[Records from a data collection]
*****
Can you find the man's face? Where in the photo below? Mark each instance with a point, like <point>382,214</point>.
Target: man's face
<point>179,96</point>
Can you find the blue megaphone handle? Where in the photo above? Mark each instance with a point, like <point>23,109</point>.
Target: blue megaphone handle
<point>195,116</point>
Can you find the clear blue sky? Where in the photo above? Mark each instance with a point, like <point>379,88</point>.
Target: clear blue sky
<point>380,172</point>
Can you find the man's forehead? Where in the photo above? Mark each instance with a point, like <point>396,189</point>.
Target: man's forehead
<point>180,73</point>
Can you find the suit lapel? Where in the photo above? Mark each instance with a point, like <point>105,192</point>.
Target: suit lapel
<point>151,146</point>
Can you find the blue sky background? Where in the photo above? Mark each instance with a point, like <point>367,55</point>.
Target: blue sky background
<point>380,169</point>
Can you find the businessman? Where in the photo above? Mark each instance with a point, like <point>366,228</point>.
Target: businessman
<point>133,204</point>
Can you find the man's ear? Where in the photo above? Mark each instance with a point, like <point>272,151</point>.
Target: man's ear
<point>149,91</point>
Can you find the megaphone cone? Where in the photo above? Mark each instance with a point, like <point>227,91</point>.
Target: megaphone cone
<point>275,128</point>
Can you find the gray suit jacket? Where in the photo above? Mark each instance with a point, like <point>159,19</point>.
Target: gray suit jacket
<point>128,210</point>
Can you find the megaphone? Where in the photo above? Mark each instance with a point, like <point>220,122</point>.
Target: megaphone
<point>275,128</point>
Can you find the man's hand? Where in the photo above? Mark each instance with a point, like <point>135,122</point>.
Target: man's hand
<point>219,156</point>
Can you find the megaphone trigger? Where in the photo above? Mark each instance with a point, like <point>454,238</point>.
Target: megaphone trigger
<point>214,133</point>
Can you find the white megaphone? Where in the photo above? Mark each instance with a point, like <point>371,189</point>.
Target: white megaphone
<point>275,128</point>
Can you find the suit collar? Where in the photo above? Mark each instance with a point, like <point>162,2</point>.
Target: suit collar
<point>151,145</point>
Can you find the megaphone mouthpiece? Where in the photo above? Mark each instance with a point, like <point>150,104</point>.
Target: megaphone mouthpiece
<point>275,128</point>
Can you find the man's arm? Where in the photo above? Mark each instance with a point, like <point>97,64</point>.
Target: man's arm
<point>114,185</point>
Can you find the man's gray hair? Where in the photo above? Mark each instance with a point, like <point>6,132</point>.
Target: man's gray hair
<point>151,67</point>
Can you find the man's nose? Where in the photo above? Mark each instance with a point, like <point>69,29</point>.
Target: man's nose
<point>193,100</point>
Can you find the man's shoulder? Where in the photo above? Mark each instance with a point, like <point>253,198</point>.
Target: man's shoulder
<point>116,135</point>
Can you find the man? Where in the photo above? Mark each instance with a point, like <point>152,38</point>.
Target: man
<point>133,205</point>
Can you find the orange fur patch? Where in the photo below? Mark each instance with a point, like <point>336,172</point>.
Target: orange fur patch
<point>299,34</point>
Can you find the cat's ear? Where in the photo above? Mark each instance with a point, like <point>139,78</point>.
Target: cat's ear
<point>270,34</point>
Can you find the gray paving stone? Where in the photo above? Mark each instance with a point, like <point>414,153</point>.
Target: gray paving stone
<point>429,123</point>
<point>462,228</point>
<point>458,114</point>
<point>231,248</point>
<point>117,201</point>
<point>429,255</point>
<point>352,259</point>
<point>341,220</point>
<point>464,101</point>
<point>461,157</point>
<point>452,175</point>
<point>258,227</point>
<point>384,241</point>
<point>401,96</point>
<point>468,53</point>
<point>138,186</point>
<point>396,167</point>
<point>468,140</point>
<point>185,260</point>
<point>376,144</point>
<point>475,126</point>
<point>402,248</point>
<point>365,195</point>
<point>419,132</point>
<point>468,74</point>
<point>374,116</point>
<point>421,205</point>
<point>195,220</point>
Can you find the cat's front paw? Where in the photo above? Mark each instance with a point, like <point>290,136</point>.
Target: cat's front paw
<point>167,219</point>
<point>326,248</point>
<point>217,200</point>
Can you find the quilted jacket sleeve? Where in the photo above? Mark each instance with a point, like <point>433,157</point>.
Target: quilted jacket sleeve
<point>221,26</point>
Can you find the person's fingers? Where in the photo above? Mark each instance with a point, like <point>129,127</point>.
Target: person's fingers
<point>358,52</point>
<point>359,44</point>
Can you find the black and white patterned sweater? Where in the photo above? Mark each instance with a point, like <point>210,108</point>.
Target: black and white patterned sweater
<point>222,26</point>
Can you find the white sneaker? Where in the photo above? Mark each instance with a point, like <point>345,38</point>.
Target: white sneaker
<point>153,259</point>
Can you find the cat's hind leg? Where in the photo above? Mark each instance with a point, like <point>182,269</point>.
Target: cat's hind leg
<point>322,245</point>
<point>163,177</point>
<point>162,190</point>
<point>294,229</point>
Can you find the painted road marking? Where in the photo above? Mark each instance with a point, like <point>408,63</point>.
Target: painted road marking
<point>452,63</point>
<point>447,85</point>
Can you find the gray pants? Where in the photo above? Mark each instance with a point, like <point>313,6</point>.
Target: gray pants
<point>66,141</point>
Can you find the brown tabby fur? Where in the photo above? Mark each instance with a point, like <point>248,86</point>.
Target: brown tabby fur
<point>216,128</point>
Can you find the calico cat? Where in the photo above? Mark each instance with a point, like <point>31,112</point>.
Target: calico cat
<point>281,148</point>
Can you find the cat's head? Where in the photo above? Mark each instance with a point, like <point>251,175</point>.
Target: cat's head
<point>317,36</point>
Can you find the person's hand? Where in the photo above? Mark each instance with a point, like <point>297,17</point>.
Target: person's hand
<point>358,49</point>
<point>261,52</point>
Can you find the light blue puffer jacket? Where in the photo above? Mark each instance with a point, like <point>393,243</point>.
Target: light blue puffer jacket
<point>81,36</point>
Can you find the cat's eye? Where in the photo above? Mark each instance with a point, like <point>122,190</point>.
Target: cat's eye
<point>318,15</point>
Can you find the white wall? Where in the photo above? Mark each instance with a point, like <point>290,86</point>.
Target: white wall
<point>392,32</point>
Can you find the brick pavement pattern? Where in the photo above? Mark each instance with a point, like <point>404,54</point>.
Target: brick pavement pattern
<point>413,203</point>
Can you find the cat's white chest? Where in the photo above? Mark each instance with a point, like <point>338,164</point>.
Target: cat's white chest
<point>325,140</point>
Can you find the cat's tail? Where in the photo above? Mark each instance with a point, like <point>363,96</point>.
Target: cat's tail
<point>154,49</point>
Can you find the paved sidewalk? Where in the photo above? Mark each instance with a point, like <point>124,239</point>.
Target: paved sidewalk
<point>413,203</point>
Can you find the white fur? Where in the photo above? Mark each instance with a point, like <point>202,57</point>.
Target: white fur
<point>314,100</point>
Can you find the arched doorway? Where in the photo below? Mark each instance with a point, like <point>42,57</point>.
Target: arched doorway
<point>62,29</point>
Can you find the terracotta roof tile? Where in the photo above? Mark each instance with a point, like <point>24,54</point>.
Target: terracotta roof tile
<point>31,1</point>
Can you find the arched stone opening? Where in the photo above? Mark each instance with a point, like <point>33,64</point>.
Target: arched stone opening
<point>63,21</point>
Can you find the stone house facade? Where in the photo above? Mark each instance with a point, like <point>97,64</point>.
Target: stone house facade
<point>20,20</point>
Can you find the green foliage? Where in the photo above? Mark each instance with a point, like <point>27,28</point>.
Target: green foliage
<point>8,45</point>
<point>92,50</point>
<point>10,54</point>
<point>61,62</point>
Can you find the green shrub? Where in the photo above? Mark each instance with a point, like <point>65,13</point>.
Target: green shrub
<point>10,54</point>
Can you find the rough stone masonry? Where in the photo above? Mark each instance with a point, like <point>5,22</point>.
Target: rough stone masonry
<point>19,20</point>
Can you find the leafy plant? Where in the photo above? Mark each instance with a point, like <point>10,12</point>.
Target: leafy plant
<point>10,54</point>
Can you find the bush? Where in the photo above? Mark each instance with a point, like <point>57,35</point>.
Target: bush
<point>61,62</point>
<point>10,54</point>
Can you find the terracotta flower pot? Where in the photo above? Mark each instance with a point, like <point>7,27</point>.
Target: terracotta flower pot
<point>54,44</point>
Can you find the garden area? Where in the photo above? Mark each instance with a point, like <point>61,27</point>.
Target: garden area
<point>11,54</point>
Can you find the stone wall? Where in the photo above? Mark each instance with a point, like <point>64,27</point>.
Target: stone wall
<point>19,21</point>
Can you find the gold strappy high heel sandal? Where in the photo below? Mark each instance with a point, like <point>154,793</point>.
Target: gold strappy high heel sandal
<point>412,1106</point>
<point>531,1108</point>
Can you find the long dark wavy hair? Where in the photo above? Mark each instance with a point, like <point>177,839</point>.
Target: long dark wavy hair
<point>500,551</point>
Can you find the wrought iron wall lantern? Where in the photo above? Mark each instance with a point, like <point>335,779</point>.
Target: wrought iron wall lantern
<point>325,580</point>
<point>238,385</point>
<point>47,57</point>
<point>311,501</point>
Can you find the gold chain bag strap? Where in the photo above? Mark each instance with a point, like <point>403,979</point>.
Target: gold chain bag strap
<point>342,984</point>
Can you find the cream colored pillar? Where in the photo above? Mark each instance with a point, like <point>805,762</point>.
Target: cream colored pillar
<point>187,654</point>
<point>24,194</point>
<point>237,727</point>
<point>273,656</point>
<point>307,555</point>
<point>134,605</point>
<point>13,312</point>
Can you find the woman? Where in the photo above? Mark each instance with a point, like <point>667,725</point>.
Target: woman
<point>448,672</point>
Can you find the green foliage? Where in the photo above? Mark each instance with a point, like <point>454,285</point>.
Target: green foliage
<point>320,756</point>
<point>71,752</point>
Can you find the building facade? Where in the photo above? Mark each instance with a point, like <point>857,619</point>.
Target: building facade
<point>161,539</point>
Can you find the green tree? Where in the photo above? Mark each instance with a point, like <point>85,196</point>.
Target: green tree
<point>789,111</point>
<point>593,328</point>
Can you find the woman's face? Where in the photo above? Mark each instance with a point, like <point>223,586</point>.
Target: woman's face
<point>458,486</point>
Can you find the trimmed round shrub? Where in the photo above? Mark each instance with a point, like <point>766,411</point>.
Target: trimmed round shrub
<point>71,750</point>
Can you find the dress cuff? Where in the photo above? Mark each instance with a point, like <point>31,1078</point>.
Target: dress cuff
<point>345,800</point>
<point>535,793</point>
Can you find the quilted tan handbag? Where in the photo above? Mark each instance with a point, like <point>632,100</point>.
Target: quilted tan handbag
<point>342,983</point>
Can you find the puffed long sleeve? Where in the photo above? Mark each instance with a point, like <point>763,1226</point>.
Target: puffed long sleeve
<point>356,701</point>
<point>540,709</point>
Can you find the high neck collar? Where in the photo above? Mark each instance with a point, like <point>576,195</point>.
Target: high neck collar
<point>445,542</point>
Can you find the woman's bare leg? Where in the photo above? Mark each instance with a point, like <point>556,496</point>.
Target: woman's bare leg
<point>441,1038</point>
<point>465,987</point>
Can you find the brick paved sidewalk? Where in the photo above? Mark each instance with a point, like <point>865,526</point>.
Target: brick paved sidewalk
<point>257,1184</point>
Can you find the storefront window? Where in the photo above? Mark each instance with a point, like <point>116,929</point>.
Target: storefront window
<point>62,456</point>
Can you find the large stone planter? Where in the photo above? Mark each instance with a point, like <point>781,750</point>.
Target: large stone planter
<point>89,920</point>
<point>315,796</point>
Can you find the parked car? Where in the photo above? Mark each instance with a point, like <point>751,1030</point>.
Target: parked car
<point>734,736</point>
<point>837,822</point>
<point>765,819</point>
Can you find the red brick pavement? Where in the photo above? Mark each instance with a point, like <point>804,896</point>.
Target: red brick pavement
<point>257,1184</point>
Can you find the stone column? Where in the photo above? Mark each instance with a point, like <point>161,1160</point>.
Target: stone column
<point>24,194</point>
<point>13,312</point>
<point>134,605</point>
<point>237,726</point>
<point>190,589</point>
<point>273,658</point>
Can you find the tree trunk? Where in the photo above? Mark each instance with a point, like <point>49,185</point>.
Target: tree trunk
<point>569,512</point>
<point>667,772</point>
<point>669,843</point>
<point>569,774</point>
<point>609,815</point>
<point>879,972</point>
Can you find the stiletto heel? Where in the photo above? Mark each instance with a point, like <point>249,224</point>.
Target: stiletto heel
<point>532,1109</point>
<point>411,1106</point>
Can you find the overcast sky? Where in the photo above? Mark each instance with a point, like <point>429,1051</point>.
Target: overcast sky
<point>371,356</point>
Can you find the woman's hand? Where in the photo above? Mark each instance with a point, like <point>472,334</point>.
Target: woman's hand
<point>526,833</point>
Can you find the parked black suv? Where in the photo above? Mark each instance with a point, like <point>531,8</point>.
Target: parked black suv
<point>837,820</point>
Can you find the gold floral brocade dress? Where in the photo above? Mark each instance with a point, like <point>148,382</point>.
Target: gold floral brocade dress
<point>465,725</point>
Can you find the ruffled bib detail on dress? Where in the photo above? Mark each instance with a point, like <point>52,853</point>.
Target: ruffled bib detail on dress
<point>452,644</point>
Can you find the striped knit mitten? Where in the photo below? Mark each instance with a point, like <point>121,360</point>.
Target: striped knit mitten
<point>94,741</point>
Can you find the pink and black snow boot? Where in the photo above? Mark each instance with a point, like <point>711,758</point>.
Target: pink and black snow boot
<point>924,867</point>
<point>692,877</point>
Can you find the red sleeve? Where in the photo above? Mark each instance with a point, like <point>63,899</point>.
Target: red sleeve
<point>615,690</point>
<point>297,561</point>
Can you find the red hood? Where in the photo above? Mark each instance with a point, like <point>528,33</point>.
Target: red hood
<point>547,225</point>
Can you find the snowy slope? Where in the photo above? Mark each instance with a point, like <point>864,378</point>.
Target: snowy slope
*****
Reproduce the items above from the line with "Can you find the high" up to and including the line with "<point>62,456</point>", requests included. Scale every coordinate in the answer points by 1.5 and round to whole numbers, with halves rounded up, but leave the requests and their sample points unchanged.

PROBLEM SOLUTION >>
Can you find the high neck collar? Where in the photo above? Mark each instance with a point, like <point>576,195</point>.
Target: high neck collar
<point>668,813</point>
Can you find the woman's bare leg? Where in the photo above? Mark each instance with a point, like <point>556,496</point>.
Target: woman's bare leg
<point>662,1557</point>
<point>698,1481</point>
Can you find the brick paved sidewalk? Where in the photo above? Mark each instance with a point, like <point>865,526</point>.
Target: brick paved sidewalk
<point>386,1776</point>
Can you find the storefront window? Where in the photo above? Mark each instance with a point, like <point>116,929</point>.
Target: storefront window
<point>93,684</point>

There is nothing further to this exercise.